--- START OF Material for the task ---

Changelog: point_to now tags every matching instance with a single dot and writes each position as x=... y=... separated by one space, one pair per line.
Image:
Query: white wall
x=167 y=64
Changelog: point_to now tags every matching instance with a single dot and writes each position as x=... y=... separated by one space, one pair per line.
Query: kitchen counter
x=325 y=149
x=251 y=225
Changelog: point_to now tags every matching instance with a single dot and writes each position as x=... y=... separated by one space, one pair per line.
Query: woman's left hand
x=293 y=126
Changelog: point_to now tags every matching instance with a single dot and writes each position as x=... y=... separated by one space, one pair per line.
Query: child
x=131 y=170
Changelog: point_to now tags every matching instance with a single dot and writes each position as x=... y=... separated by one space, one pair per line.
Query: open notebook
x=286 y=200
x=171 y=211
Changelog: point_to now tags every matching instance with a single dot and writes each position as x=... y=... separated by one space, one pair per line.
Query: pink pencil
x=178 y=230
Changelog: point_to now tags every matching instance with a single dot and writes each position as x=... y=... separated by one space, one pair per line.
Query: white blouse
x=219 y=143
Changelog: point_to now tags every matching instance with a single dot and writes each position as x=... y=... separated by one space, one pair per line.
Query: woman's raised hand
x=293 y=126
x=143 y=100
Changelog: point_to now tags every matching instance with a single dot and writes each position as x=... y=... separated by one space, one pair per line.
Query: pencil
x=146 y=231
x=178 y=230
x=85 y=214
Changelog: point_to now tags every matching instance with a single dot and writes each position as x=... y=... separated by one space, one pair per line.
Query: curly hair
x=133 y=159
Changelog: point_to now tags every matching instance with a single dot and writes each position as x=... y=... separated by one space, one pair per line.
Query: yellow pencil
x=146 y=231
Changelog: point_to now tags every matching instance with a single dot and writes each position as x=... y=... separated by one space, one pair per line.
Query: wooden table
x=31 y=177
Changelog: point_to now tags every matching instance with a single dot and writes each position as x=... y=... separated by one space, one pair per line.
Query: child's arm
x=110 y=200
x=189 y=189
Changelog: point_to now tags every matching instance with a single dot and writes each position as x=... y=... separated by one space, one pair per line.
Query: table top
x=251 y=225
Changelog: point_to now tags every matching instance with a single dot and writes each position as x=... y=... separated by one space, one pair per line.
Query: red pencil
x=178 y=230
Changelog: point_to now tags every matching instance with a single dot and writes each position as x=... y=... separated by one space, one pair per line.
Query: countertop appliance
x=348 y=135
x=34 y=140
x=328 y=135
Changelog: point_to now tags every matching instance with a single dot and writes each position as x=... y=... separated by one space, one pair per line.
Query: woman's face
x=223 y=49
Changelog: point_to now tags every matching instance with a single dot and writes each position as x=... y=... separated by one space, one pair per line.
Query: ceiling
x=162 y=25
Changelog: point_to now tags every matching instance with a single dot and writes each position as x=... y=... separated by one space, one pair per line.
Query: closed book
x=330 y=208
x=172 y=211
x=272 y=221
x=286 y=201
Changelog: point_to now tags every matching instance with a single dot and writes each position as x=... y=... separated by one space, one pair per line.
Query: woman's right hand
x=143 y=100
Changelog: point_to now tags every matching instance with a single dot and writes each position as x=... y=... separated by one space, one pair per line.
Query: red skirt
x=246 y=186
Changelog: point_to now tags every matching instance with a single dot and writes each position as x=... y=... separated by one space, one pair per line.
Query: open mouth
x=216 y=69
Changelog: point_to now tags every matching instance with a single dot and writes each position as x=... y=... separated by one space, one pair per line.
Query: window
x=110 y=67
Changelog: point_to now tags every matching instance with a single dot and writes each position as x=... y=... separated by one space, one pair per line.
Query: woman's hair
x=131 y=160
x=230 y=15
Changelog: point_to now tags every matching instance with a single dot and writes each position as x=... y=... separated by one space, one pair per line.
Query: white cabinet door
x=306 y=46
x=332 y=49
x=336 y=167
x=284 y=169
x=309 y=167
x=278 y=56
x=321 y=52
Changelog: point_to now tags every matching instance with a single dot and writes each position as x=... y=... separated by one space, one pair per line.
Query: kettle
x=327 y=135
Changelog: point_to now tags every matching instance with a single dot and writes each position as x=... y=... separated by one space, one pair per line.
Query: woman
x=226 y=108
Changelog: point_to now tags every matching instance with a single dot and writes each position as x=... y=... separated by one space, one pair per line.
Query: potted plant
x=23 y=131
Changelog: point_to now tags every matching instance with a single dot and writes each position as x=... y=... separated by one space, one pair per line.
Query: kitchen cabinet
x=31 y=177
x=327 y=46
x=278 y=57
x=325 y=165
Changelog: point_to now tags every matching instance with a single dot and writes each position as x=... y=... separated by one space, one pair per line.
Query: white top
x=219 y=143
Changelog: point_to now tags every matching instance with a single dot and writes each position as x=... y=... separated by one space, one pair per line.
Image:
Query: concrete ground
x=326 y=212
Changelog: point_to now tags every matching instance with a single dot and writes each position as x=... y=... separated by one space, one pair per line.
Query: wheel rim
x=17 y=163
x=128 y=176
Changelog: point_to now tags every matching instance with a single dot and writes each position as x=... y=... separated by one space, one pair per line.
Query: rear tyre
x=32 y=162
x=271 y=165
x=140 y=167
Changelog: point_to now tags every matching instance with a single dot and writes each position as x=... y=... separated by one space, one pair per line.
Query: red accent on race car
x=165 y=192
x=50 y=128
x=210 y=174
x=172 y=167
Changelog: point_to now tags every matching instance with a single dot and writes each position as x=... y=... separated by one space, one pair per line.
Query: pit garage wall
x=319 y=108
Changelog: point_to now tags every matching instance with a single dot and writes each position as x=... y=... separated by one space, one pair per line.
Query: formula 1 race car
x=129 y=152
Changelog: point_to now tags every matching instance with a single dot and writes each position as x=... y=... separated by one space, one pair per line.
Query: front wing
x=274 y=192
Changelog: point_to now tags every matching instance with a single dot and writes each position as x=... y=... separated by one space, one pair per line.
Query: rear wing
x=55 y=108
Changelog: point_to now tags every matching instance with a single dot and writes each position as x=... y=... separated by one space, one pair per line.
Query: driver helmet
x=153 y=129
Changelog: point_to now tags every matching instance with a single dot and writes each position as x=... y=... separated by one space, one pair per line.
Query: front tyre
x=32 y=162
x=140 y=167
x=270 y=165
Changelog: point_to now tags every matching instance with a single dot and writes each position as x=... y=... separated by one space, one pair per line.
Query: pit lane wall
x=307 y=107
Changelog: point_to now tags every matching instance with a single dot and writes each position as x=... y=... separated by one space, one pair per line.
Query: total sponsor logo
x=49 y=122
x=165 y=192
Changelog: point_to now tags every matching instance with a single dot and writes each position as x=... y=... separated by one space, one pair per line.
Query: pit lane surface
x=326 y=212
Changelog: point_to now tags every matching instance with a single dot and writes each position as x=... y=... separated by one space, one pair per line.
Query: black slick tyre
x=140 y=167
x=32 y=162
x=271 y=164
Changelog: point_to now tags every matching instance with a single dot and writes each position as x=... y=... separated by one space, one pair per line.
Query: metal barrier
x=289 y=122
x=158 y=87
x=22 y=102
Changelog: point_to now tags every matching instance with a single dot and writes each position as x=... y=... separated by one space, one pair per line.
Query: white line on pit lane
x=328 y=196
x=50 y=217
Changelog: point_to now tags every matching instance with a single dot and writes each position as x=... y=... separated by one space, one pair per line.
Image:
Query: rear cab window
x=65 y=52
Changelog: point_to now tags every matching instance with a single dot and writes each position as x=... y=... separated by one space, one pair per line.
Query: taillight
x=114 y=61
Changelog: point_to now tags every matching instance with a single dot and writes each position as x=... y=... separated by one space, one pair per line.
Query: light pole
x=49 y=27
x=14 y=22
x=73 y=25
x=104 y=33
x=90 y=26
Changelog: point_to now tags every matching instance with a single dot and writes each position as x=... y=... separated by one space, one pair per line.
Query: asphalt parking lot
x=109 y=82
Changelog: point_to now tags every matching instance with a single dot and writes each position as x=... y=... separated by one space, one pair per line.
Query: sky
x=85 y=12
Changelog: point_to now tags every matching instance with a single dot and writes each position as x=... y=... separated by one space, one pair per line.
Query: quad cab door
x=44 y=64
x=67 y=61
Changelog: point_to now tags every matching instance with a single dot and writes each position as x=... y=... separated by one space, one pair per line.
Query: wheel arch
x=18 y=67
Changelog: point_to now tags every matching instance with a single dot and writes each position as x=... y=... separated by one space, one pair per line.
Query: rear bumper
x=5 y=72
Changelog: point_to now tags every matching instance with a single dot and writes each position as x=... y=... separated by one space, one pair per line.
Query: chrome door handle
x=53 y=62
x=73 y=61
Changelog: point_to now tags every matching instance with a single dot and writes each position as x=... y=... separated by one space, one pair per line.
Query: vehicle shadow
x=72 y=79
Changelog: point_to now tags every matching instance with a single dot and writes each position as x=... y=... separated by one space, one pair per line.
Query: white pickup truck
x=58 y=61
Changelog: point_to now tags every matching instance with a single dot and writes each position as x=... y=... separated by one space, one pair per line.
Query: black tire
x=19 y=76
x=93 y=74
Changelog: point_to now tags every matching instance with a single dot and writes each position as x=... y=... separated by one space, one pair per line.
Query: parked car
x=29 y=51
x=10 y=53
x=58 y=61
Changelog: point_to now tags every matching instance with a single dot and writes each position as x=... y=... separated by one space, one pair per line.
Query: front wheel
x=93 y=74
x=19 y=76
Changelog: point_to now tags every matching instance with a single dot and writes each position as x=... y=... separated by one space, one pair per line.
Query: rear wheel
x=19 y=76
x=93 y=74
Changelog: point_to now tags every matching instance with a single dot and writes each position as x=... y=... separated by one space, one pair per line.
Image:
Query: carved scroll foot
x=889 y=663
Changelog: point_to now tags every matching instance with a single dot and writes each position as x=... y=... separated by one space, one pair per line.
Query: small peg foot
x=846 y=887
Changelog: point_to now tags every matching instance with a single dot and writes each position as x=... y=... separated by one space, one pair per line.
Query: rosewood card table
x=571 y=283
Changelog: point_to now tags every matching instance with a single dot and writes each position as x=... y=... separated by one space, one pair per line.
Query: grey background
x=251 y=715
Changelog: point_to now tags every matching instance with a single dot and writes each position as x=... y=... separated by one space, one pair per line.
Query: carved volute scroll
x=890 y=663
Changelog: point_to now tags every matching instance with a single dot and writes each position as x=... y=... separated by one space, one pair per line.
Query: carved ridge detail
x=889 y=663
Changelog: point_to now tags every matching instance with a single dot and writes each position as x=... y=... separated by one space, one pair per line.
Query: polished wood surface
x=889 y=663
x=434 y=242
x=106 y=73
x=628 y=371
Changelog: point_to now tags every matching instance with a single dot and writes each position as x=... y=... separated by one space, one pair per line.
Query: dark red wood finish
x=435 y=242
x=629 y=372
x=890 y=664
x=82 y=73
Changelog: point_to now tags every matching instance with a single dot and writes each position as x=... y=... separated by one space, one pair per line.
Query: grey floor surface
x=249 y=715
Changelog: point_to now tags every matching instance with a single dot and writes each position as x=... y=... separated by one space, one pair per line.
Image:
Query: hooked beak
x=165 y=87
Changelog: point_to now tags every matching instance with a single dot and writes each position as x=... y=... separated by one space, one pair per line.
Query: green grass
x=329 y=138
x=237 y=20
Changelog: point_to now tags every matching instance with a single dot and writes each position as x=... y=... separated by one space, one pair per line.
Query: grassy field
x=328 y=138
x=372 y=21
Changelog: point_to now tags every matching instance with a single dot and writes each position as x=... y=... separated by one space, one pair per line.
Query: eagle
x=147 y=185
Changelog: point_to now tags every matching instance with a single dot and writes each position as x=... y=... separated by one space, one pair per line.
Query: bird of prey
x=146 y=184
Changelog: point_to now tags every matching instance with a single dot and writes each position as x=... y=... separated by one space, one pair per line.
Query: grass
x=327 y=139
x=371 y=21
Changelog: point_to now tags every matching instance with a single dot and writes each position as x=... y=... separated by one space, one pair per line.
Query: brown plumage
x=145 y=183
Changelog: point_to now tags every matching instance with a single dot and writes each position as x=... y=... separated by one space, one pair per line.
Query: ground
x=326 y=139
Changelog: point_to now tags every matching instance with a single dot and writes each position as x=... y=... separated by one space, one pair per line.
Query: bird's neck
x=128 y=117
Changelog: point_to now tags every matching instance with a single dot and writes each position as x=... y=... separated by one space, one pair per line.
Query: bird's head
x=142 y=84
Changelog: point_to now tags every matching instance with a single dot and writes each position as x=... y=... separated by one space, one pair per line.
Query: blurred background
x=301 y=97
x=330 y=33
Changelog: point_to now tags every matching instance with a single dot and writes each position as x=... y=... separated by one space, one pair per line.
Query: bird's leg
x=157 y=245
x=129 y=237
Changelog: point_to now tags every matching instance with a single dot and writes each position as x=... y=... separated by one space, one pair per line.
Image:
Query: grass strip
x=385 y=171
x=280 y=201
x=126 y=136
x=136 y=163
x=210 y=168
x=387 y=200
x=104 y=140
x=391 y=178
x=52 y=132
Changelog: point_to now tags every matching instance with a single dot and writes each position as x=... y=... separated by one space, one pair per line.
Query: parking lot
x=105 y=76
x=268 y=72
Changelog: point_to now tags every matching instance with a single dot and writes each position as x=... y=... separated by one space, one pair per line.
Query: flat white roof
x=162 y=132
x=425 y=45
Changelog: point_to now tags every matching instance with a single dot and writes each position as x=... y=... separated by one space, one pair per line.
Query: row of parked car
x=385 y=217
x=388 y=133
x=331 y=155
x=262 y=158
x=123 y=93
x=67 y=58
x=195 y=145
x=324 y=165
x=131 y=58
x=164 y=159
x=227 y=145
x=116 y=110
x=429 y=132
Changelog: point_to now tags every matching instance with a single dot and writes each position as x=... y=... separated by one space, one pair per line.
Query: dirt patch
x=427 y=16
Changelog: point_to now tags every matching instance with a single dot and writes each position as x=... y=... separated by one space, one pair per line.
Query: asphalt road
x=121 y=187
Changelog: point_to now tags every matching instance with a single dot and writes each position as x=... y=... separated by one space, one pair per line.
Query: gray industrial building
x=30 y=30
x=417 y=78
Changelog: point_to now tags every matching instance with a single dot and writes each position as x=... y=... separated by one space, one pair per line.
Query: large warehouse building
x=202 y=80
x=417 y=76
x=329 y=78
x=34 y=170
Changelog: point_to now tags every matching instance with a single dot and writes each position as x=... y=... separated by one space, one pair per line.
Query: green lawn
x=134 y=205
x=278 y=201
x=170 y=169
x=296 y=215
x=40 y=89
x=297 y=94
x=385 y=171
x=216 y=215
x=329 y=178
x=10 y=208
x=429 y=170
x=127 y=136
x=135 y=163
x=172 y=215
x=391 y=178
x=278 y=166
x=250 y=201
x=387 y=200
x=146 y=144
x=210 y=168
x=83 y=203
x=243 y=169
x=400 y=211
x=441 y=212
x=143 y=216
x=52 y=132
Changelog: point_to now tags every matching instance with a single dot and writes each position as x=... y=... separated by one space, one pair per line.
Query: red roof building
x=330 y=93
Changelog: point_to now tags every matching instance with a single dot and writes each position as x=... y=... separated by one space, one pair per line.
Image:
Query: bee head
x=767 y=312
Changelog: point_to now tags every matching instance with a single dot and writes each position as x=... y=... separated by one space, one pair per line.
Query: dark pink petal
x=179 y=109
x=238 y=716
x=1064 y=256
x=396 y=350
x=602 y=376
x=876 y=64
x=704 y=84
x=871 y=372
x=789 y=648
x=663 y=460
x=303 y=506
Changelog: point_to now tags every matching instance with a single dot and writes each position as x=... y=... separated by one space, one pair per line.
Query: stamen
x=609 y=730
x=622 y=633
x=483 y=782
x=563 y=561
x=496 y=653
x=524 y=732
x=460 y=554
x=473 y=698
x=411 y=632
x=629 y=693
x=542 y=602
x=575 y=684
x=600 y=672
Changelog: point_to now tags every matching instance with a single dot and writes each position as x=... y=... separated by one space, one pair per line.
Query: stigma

--- END OF Material for the task ---

Stated exercise:
Please extract every line above that contains the word "wheel"; case matters.

Output below:
Query: wheel rim
Query: wheel arch
Query: front wheel
Query: rear wheel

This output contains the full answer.